━━ Provided records ━━

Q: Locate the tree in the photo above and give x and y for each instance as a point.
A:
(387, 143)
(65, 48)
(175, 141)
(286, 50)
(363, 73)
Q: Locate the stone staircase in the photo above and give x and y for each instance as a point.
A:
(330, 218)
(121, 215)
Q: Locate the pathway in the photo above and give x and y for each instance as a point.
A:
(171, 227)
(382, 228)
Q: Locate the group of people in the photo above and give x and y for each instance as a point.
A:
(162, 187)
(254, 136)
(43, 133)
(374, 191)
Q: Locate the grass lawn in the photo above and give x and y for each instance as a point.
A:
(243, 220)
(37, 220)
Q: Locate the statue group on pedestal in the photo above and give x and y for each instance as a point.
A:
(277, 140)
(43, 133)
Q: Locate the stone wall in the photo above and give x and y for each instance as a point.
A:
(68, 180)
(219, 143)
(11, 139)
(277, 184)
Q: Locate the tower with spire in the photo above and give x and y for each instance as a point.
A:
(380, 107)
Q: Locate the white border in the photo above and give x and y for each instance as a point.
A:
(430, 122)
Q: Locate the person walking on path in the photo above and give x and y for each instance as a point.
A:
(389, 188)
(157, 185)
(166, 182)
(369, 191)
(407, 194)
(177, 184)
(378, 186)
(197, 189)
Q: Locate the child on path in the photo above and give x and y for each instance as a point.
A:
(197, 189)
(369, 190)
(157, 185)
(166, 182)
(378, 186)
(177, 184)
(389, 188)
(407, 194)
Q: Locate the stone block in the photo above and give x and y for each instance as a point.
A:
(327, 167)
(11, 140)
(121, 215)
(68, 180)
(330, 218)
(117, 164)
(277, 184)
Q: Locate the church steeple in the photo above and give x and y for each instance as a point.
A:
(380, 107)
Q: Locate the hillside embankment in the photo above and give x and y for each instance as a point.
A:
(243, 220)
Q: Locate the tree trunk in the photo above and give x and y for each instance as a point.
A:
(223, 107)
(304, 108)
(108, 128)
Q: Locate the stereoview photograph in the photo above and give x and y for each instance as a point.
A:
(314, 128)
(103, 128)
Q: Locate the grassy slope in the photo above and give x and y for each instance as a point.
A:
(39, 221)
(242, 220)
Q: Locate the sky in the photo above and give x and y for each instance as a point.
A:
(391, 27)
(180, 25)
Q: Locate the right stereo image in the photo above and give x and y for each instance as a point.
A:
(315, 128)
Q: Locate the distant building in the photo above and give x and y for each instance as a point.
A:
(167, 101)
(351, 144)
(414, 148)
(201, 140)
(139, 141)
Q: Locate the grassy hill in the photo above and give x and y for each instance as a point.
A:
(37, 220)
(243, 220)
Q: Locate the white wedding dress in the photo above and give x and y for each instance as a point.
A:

━━━

In the lines above, find the word "white" and copy every line it occurs in.

Q: Locate the white border in the photo above and give x and y for each instance as a point.
Q: Locate the white wedding dress in the photo above and give x and y for each instance as a point.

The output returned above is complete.